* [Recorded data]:
# # # #

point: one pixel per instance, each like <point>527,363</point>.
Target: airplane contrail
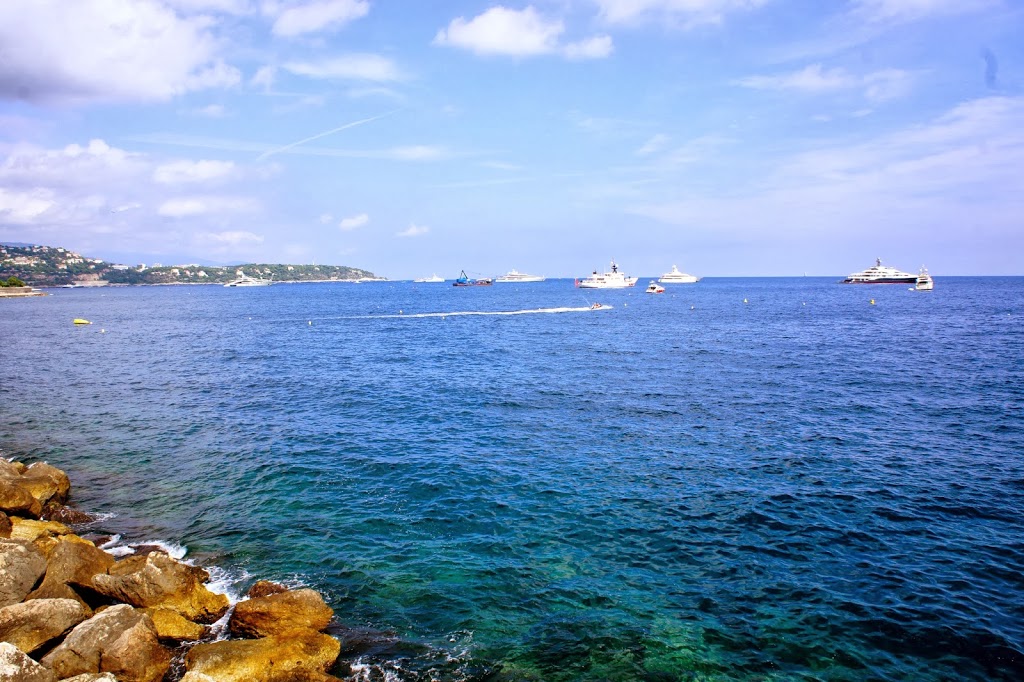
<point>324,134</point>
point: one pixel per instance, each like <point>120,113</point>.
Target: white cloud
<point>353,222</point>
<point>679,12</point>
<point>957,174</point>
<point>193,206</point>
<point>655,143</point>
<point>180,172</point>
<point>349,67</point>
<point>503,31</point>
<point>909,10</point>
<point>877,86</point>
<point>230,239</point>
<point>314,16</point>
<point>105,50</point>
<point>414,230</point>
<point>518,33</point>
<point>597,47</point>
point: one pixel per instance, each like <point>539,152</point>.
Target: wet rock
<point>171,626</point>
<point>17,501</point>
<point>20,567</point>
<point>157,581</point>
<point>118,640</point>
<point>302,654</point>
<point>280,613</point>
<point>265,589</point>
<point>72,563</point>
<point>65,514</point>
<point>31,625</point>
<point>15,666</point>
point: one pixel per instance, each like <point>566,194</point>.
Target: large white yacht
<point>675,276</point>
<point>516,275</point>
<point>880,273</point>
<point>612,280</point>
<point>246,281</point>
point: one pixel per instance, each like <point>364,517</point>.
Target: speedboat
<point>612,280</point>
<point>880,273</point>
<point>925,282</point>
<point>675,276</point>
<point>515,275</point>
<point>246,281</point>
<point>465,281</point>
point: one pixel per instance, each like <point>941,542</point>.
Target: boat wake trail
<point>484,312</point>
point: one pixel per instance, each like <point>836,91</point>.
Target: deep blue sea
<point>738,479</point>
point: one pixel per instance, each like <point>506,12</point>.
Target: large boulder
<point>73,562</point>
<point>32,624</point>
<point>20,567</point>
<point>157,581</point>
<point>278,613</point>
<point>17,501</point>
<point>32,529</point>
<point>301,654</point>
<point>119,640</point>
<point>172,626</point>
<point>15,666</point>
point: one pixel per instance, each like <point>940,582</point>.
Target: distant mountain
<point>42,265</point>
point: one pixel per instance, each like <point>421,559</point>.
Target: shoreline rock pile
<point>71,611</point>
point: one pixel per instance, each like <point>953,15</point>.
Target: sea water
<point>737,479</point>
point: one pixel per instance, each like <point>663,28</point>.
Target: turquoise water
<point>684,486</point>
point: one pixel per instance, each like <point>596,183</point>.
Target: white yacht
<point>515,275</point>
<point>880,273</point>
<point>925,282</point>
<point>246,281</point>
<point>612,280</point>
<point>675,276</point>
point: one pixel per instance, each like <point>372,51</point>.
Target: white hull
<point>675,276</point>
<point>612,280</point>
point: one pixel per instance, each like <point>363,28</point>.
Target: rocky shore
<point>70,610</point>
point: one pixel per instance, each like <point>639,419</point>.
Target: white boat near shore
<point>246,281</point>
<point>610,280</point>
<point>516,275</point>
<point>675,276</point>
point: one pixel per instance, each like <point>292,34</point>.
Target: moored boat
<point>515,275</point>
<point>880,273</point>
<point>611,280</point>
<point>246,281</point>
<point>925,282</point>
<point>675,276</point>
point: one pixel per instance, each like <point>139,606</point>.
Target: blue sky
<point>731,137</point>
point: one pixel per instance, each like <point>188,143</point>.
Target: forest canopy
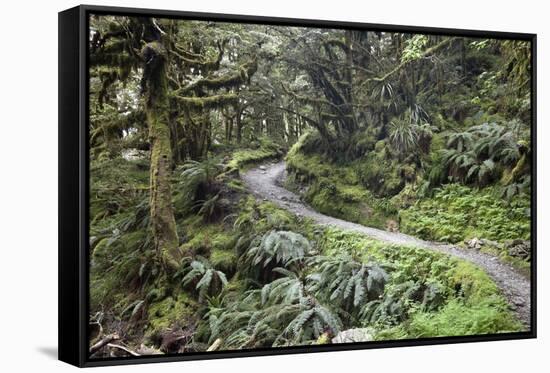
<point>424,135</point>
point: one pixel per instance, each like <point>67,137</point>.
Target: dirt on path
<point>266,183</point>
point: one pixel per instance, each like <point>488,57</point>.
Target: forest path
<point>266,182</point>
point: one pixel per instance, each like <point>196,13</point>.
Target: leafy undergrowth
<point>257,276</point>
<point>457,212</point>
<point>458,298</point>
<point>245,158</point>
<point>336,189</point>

# # # #

* [Instructions for the task]:
Exclude the pictures and reproduce every entry exactly.

* [Response for this exercise]:
point: one pixel per instance, each like <point>527,363</point>.
Target: airplane contrail
<point>324,134</point>
point: one pixel per instance, each like <point>120,113</point>.
Target: white cloud
<point>353,222</point>
<point>679,12</point>
<point>957,174</point>
<point>193,206</point>
<point>655,143</point>
<point>180,172</point>
<point>349,67</point>
<point>503,31</point>
<point>909,10</point>
<point>877,86</point>
<point>230,239</point>
<point>314,16</point>
<point>105,50</point>
<point>414,230</point>
<point>518,33</point>
<point>597,47</point>
point: one pixel per instance, each like <point>539,152</point>.
Target: wet rock
<point>171,626</point>
<point>17,501</point>
<point>20,567</point>
<point>157,581</point>
<point>118,640</point>
<point>302,654</point>
<point>280,613</point>
<point>265,589</point>
<point>72,563</point>
<point>65,514</point>
<point>31,625</point>
<point>15,666</point>
point: one pixel per instance, each like <point>566,194</point>.
Target: large white yacht
<point>675,276</point>
<point>516,275</point>
<point>880,273</point>
<point>612,280</point>
<point>246,281</point>
point: one pixel per instance, each like <point>364,517</point>.
Target: speedboat
<point>612,280</point>
<point>880,273</point>
<point>925,282</point>
<point>675,276</point>
<point>515,275</point>
<point>246,281</point>
<point>465,281</point>
point: one pixel per instance, each like <point>941,542</point>.
Target: boat wake trail
<point>484,312</point>
point: one pixel per instance, each like <point>836,91</point>.
Target: deep blue sea
<point>738,479</point>
point: one pixel per instance, each like <point>506,12</point>.
Target: large boulder
<point>73,562</point>
<point>32,624</point>
<point>20,567</point>
<point>157,581</point>
<point>278,613</point>
<point>17,501</point>
<point>32,529</point>
<point>301,654</point>
<point>119,640</point>
<point>172,626</point>
<point>15,666</point>
point: one pixel per instance, each like <point>940,582</point>.
Target: distant mountain
<point>42,265</point>
point: one pixel per instance, each like <point>421,559</point>.
Target: shoreline rock pile
<point>71,611</point>
point: one pixel per instance, each like <point>953,15</point>.
Target: sea water
<point>737,479</point>
point: one pixel per instance, each like <point>663,28</point>.
Target: turquoise water
<point>684,486</point>
point: one pixel per instance, each like <point>596,183</point>.
Target: white yacht
<point>515,275</point>
<point>880,273</point>
<point>925,282</point>
<point>246,281</point>
<point>612,280</point>
<point>675,276</point>
point: one pixel per instance, each like <point>372,51</point>.
Target: white hull
<point>675,276</point>
<point>612,280</point>
point: one pixel per instance, each like <point>363,28</point>.
Target: rocky shore
<point>70,610</point>
point: one pixel per instance, each like <point>639,419</point>.
Target: white boat near shore
<point>246,281</point>
<point>610,280</point>
<point>516,275</point>
<point>675,276</point>
point: one pixel per instance, each like <point>292,34</point>.
Target: moored boat
<point>515,275</point>
<point>880,273</point>
<point>611,280</point>
<point>246,281</point>
<point>925,282</point>
<point>675,276</point>
point: one pixel per instance, each like <point>139,606</point>.
Target: blue sky
<point>731,137</point>
point: one pixel per instance, each like <point>188,143</point>.
Target: forest canopy
<point>424,135</point>
point: one pixel per instance, each like <point>67,137</point>.
Target: dirt on path
<point>266,183</point>
point: one pixel per instance, each like <point>488,57</point>.
Target: forest path
<point>266,182</point>
point: one pixel per instance, each like <point>196,13</point>.
Target: leafy undergrowth
<point>257,276</point>
<point>457,212</point>
<point>458,298</point>
<point>245,158</point>
<point>336,189</point>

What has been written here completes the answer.